Supplied records:
= = = = = = =
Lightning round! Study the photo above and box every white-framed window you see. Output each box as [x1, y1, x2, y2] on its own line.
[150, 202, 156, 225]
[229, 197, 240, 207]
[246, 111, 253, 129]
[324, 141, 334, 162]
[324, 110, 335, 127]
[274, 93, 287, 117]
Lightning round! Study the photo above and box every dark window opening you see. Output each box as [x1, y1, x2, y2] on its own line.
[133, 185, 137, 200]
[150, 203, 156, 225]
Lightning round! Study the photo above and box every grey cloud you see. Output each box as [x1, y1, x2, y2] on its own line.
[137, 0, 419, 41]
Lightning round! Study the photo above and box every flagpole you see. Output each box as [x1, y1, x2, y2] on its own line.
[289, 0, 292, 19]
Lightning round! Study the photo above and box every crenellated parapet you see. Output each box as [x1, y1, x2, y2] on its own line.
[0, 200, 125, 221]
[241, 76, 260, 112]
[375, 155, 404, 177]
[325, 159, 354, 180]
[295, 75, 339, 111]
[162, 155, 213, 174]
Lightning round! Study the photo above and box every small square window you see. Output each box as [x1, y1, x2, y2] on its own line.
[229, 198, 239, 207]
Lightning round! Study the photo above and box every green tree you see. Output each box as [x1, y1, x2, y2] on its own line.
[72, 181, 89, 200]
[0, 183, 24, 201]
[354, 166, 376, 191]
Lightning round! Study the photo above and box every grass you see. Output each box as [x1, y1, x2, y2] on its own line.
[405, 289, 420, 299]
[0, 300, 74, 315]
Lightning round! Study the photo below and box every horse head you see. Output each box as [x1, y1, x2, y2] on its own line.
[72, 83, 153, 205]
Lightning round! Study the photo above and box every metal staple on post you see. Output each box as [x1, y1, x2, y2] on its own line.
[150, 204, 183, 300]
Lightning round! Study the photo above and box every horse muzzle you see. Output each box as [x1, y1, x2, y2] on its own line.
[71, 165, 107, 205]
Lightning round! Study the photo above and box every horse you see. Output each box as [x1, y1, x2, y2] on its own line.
= = = = = = =
What the task requires: State the number of lines in the entries above that contain the string "Output", with letter case taken into account. Respond with the number alone.

Finished exercise: 12